=== Dataset entries ===

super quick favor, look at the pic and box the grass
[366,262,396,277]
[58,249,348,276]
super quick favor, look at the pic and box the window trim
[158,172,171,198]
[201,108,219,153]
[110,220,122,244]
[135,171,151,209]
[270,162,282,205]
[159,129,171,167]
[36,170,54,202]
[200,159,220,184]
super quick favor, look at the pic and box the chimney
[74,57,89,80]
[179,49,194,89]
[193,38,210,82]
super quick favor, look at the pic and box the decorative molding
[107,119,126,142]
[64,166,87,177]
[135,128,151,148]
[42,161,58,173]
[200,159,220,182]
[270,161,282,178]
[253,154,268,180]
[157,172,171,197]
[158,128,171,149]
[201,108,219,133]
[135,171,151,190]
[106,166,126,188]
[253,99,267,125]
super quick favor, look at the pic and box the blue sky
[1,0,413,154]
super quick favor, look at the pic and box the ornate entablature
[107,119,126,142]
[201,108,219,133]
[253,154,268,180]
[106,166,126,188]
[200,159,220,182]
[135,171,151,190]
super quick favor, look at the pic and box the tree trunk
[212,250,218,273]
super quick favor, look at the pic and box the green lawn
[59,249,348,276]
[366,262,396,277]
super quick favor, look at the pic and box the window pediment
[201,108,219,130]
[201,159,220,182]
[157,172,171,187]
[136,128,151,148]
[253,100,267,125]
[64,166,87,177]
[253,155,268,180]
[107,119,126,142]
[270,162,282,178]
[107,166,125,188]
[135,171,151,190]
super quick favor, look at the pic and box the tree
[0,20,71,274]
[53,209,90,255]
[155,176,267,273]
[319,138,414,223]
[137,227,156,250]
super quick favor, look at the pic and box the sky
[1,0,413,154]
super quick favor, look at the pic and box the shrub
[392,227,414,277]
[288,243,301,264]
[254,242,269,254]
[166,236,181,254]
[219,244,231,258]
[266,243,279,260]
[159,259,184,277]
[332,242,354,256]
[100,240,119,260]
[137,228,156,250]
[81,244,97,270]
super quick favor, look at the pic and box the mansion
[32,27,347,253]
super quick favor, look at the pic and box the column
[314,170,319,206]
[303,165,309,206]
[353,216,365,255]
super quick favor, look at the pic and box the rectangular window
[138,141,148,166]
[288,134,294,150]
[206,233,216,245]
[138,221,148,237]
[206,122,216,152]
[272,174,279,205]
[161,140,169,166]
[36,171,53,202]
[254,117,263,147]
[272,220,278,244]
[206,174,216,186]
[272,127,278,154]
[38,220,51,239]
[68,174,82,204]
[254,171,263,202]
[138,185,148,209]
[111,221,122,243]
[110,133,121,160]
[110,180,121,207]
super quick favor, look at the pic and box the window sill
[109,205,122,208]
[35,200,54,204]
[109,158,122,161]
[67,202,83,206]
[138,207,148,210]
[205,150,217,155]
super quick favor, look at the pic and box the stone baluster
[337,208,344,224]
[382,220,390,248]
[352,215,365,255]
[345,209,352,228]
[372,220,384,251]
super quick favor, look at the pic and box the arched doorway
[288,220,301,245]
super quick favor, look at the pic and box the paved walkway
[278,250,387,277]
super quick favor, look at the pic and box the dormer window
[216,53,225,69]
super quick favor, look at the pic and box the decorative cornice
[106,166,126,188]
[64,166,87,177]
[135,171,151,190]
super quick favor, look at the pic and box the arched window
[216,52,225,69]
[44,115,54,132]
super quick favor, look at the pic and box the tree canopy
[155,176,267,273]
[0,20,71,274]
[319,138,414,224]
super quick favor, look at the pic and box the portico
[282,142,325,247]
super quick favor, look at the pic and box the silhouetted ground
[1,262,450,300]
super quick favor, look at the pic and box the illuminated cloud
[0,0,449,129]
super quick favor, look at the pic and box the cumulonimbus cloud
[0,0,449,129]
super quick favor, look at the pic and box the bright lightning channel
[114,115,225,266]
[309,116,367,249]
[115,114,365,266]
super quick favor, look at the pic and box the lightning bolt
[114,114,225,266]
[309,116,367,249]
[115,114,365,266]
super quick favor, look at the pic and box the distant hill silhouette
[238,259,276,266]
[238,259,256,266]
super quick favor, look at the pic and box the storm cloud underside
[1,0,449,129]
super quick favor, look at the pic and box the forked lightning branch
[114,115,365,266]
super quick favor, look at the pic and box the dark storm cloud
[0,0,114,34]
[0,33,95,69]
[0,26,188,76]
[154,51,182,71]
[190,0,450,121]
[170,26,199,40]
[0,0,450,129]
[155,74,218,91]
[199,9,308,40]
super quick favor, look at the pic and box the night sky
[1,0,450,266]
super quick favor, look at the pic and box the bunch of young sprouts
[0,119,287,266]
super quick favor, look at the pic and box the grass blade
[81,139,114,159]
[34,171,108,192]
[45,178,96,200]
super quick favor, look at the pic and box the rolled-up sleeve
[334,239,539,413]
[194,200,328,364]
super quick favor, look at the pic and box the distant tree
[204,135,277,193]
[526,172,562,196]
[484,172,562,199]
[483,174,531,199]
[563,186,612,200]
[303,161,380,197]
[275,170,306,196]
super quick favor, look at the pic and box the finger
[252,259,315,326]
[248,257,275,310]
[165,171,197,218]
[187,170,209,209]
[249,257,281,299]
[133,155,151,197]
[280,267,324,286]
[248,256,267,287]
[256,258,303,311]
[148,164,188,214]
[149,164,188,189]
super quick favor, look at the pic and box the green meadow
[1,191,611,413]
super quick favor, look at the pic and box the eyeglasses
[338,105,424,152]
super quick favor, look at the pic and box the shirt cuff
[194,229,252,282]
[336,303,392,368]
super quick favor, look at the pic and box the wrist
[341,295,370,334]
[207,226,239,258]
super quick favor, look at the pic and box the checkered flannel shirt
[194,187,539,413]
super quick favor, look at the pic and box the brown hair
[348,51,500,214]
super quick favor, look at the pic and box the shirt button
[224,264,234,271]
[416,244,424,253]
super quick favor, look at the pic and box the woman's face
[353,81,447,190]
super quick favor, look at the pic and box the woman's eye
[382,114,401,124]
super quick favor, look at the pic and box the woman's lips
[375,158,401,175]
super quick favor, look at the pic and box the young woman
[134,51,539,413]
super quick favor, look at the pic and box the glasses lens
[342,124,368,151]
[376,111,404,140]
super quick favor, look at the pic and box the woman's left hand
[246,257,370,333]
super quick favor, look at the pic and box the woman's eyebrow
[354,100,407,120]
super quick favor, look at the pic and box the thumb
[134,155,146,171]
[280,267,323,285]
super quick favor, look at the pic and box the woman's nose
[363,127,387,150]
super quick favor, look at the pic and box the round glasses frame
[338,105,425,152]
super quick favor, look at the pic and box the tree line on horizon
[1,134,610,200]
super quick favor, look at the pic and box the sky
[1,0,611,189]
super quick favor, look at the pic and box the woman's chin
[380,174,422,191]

===

Using the material above, please reproduce each line exactly.

## The completed task
super quick favor, look at the pic and box the grass
[366,262,396,277]
[58,249,348,276]
super quick favor, look at the pic and box the window trim
[158,172,171,198]
[201,108,219,153]
[110,220,122,244]
[135,171,151,209]
[270,162,282,205]
[159,129,171,167]
[36,170,54,202]
[200,159,220,184]
super quick favor, look at the pic and box the chimney
[74,57,89,80]
[179,49,194,89]
[193,38,210,82]
super quick favor, look at the pic and box the decorative molding
[107,119,126,142]
[64,166,87,177]
[135,128,151,148]
[42,161,58,173]
[200,159,220,182]
[270,161,282,178]
[253,154,268,180]
[157,172,171,197]
[158,128,171,149]
[201,108,219,133]
[135,171,151,190]
[106,166,126,188]
[253,99,267,125]
super quick favor, look at the pic and box the blue sky
[1,0,413,154]
super quick favor, look at the pic and box the ornate entablature
[107,119,126,142]
[201,108,219,133]
[253,154,268,180]
[106,166,126,188]
[200,159,220,182]
[135,171,151,190]
super quick favor, look at the pic and box the tree trunk
[212,250,218,273]
super quick favor, look at the pic and box the green lawn
[59,249,348,276]
[366,262,396,277]
super quick favor, look at the pic and box the window pediment
[201,108,219,130]
[201,159,220,182]
[157,172,171,187]
[136,128,151,148]
[253,100,267,125]
[64,166,87,177]
[253,155,268,180]
[107,119,126,142]
[270,162,282,178]
[107,166,125,188]
[135,171,151,190]
super quick favor, look at the pic and box the tree
[0,20,71,274]
[53,209,90,255]
[155,176,267,273]
[319,138,414,223]
[137,227,156,250]
super quick favor, look at the pic and box the sky
[1,0,413,154]
super quick favor, look at the pic and box the shrub
[392,227,414,277]
[288,243,301,264]
[254,242,269,254]
[166,236,181,254]
[219,244,231,258]
[266,243,279,260]
[159,259,184,277]
[332,242,354,256]
[100,240,119,260]
[137,228,156,250]
[81,244,97,270]
super quick favor, look at the pic and box the mansion
[32,27,347,253]
super quick favor, look at the pic and box the column
[314,170,319,206]
[303,165,309,206]
[353,216,365,255]
super quick favor, look at the pic and box the rectangular window
[138,141,148,166]
[288,134,294,150]
[206,233,216,245]
[138,221,148,237]
[206,122,216,152]
[272,174,279,205]
[161,140,169,166]
[36,171,53,202]
[254,117,263,147]
[272,220,278,244]
[206,174,216,186]
[272,127,278,154]
[38,220,51,239]
[68,174,82,204]
[254,171,263,202]
[138,185,148,209]
[111,221,122,243]
[110,133,121,160]
[110,180,121,207]
super quick favor, look at the pic and box the window sill
[109,205,122,208]
[35,200,54,204]
[109,158,122,161]
[67,202,83,206]
[138,207,148,210]
[205,150,217,155]
super quick favor, look at the pic and box the stone baluster
[337,208,344,224]
[382,220,390,248]
[352,215,365,255]
[345,209,352,228]
[372,220,384,251]
super quick favor, look at the pic and box the arched doorway
[288,220,301,245]
super quick favor, look at the pic and box the paved walkway
[278,250,387,277]
super quick favor, look at the pic and box the dormer window
[216,53,225,69]
super quick favor, look at the pic and box the decorative cornice
[106,166,126,188]
[64,166,87,177]
[135,171,151,190]
super quick favor, look at the pic and box the arched window
[216,52,225,69]
[44,115,54,132]
super quick favor, look at the pic and box the tree canopy
[155,176,267,273]
[0,20,71,274]
[319,138,414,224]
super quick favor, look at the pic and box the portico
[282,142,325,247]
super quick favor, look at the pic and box the silhouetted ground
[1,262,450,300]
super quick favor, look at the pic and box the illuminated cloud
[0,0,449,129]
super quick favor, look at the pic and box the cumulonimbus cloud
[0,0,449,129]
super quick favor, look at the pic and box the bright lightning channel
[114,115,225,266]
[309,116,367,249]
[115,114,365,266]
super quick favor, look at the pic and box the lightning bolt
[114,114,225,266]
[309,116,367,249]
[115,114,365,266]
super quick favor, look at the pic and box the distant hill silhouette
[238,259,276,266]
[238,259,256,266]
super quick favor, look at the pic and box the storm cloud underside
[1,0,449,129]
super quick favor, look at the pic and box the forked lightning branch
[114,115,365,266]
super quick favor, look at the pic and box the dark storm cloud
[0,0,114,34]
[0,33,95,69]
[0,26,188,76]
[154,51,182,71]
[190,0,450,121]
[170,26,199,40]
[0,0,450,129]
[155,74,218,91]
[199,9,308,40]
super quick favor, look at the pic and box the night sky
[1,0,450,266]
super quick favor, look at the pic and box the bunch of young sprouts
[0,119,287,266]
super quick favor, look at the pic and box the grass blade
[81,139,114,159]
[34,171,108,192]
[45,178,96,200]
super quick favor, look at the pic and box the rolled-up sleeve
[334,239,539,413]
[194,200,328,364]
super quick favor, look at the pic and box the distant tree
[204,135,277,193]
[526,172,562,196]
[484,172,562,199]
[483,174,531,199]
[563,186,612,200]
[303,161,380,197]
[275,170,306,196]
super quick favor, look at the pic and box the finger
[252,259,315,326]
[248,257,275,310]
[165,171,197,218]
[187,170,209,209]
[249,257,281,299]
[133,155,151,197]
[280,267,324,286]
[248,256,267,287]
[256,258,303,311]
[148,164,188,214]
[149,164,188,189]
super quick favor, look at the pic and box the green meadow
[1,191,611,413]
super quick favor, look at the pic and box the eyeglasses
[338,105,424,152]
super quick favor, look at the pic and box the shirt cuff
[194,229,252,282]
[336,303,392,368]
super quick favor, look at the pic and box the wrist
[341,295,370,334]
[207,226,239,258]
super quick favor, look at the pic and box the checkered flannel shirt
[194,187,539,413]
super quick favor, look at the pic and box the brown hair
[348,51,500,214]
super quick favor, look at the pic and box the shirt button
[224,264,234,271]
[416,244,424,253]
super quick favor, look at the pic and box the woman's face
[353,81,447,190]
super quick favor, look at the pic and box the woman's eye
[382,114,401,124]
super quick favor, look at the pic and box the woman's lips
[375,158,401,175]
super quick favor, look at the pic and box the young woman
[134,51,539,413]
super quick favor, look at the pic and box the glasses lens
[342,124,368,151]
[376,111,404,140]
super quick favor, look at the pic and box the woman's left hand
[246,257,370,333]
super quick favor, look at the pic and box the woman's eyebrow
[354,100,407,120]
super quick favor, look at the pic and box the thumb
[134,155,146,171]
[280,267,323,285]
super quick favor, look at the pic and box the woman's nose
[363,127,387,150]
super quick favor, look at the pic and box the round glasses frame
[338,105,425,152]
super quick favor, look at the pic and box the tree line on horizon
[1,134,610,200]
super quick favor, look at the pic and box the sky
[1,0,611,189]
super quick favor, look at the pic and box the woman's chin
[380,174,422,191]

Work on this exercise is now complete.